◆ Set task: Output every line of the entries from the line containing "Objective: locate each instance of the blurred ocean" through the last, exactly, with no other content.

-------- Records to use --------

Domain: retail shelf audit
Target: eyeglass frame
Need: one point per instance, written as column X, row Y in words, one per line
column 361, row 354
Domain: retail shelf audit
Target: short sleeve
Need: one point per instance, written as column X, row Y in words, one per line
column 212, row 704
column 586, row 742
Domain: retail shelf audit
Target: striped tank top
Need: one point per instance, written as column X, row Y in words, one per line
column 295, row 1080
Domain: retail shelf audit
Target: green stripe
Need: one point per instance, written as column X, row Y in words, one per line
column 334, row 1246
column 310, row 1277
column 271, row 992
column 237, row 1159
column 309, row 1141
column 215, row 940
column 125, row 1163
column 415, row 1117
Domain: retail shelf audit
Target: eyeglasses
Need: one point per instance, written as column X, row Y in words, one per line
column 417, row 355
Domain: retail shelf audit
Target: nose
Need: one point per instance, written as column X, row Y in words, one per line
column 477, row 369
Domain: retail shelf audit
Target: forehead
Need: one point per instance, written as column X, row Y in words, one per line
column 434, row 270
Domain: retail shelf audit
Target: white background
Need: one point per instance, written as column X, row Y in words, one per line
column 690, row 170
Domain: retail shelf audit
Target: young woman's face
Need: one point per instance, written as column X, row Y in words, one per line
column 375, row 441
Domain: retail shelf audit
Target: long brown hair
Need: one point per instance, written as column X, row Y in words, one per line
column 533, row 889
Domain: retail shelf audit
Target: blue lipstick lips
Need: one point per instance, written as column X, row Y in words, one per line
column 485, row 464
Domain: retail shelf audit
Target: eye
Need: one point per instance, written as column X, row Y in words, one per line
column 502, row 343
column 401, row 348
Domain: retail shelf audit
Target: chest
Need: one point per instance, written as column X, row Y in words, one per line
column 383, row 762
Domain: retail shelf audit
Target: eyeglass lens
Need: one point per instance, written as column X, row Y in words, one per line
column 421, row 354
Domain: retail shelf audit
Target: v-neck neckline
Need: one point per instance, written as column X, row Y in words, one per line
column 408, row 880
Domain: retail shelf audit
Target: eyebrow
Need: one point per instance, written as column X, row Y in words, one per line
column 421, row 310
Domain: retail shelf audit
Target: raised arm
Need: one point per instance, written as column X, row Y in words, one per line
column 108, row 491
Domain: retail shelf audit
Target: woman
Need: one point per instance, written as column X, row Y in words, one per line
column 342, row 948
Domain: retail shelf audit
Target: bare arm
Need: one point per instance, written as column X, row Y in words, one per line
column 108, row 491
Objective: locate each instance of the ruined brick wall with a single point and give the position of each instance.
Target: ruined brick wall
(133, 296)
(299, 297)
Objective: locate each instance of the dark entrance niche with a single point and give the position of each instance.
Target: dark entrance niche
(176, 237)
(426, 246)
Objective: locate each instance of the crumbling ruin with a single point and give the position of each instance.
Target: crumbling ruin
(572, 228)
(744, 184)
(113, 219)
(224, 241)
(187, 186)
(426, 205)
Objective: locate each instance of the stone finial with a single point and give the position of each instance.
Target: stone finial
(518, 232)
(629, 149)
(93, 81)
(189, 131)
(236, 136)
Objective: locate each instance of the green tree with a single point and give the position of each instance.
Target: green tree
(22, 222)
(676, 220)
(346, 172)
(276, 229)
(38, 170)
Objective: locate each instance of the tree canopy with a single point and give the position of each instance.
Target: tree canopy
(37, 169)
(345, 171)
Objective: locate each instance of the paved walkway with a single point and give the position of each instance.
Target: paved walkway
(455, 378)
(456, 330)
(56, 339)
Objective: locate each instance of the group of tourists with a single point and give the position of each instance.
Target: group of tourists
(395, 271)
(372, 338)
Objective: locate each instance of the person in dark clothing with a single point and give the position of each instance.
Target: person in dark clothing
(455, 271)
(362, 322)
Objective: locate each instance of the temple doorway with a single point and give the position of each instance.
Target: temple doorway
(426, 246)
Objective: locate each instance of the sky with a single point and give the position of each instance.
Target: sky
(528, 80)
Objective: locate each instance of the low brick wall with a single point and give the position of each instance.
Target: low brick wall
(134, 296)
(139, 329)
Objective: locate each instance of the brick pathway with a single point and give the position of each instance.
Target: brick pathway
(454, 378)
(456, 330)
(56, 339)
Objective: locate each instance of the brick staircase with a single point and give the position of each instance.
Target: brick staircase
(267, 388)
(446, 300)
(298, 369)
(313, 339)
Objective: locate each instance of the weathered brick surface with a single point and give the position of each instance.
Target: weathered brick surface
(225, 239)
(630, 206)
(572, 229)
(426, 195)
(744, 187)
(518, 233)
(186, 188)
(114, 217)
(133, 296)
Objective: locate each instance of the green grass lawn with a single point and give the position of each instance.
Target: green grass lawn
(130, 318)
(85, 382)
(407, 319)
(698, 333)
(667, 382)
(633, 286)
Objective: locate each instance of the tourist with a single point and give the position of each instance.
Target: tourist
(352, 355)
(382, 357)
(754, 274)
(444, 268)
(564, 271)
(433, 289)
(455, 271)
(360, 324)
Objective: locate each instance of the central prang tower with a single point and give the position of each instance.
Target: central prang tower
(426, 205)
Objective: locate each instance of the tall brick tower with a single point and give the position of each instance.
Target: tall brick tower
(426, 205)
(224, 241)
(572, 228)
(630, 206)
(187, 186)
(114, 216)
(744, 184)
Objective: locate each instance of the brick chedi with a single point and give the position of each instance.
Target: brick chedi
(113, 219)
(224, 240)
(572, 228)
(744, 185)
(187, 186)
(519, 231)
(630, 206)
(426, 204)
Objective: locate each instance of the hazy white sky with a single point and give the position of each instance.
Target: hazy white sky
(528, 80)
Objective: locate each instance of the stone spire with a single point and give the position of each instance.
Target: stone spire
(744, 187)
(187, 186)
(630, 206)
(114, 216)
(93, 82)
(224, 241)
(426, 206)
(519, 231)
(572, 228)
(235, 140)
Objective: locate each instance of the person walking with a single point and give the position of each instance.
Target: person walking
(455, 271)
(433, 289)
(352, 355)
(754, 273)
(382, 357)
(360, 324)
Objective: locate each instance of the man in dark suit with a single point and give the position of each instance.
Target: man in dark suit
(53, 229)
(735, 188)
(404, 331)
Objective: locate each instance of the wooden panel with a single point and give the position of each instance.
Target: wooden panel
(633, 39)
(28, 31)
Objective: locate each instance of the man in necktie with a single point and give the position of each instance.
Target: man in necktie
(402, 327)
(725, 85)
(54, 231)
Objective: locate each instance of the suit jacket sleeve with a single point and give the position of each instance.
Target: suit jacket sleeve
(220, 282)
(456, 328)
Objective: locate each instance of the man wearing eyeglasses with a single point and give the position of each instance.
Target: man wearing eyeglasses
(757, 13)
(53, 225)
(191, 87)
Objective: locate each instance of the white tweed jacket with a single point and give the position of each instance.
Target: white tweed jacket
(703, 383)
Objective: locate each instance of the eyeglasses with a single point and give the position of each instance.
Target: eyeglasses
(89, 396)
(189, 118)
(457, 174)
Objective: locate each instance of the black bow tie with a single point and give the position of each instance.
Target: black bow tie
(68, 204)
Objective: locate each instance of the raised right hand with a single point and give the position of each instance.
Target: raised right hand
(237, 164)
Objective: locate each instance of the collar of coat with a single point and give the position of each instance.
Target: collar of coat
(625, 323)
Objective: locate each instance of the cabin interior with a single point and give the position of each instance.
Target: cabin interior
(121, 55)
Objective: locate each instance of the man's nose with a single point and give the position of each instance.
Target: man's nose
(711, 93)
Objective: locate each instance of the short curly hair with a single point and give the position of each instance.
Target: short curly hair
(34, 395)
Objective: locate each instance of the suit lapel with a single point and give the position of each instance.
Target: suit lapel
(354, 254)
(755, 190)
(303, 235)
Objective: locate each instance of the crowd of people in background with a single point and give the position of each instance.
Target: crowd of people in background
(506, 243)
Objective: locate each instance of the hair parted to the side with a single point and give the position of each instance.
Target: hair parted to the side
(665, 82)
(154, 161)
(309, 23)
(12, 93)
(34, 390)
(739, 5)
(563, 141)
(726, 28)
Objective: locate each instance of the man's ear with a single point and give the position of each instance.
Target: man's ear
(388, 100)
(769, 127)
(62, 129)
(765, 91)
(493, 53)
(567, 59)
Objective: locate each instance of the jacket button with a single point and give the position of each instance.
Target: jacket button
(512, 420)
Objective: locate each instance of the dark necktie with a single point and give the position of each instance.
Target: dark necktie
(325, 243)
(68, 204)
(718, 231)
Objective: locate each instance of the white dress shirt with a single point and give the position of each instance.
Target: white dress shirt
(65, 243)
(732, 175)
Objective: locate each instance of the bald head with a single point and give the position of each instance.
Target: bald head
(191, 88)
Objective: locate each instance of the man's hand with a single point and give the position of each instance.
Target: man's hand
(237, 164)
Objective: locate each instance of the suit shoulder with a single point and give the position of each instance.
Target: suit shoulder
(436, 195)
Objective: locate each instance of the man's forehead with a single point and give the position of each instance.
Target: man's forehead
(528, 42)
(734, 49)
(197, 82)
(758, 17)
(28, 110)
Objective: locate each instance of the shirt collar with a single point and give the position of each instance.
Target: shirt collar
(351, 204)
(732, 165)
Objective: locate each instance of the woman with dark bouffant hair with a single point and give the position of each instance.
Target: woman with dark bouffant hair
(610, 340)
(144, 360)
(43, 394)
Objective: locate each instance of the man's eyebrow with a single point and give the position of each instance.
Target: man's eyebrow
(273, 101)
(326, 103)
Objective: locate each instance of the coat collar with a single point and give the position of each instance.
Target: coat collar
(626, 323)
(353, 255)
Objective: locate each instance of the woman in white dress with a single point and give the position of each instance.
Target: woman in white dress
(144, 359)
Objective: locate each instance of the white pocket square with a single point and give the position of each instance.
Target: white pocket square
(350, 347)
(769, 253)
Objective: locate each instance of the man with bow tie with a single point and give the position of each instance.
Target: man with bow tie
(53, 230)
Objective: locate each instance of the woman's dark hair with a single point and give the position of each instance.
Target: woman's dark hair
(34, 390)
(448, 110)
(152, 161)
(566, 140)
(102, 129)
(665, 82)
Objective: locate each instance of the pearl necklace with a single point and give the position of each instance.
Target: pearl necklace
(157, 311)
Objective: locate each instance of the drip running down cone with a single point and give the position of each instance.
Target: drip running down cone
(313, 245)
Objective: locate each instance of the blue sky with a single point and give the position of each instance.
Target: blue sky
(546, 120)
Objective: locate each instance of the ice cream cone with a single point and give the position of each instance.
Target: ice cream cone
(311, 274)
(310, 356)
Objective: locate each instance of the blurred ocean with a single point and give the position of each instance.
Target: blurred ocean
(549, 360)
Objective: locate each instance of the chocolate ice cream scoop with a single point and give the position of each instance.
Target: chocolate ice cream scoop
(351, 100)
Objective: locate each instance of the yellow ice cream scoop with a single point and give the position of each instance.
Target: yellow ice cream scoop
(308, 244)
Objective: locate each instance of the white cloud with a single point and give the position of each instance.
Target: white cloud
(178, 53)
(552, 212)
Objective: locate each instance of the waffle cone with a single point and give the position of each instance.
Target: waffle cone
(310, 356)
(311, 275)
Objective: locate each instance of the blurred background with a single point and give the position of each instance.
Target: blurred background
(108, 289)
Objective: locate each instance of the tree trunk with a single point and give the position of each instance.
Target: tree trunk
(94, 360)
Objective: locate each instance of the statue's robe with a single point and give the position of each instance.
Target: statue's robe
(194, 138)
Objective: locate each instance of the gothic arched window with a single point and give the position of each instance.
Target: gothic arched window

--------

◆ Answer to this problem:
Objective: locate each instance of the blurred ocean with a single point and give the position of each instance.
Target: blurred ocean
(549, 360)
Objective: locate each instance of the chocolate ice cream scoop with a single point and give the position of each instance.
Target: chocolate ice cream scoop
(351, 100)
Objective: locate each instance of the yellow ice cream scoop with a single point and give the position of each instance.
Target: yellow ice cream scoop
(308, 244)
Objective: locate each instance of the white cloud with a single point and give the position of each instance.
Target: white cloud
(178, 53)
(552, 212)
Objective: locate each instance of the waffle cone with a single point and give the position of each instance.
Target: waffle cone
(310, 356)
(311, 275)
Objective: locate each instance of the blurred background with a single point and give the position of each instance.
Target: blurred background
(108, 289)
Objective: locate each instance of the tree trunk with a single point and give the position of each instance.
Target: tree trunk
(94, 360)
Objective: locate each instance of the statue's robe with a single point and give the position of each instance.
Target: statue's robe
(194, 138)
Objective: locate each instance of the gothic arched window with a single point and give the position of each instance.
Target: gothic arched window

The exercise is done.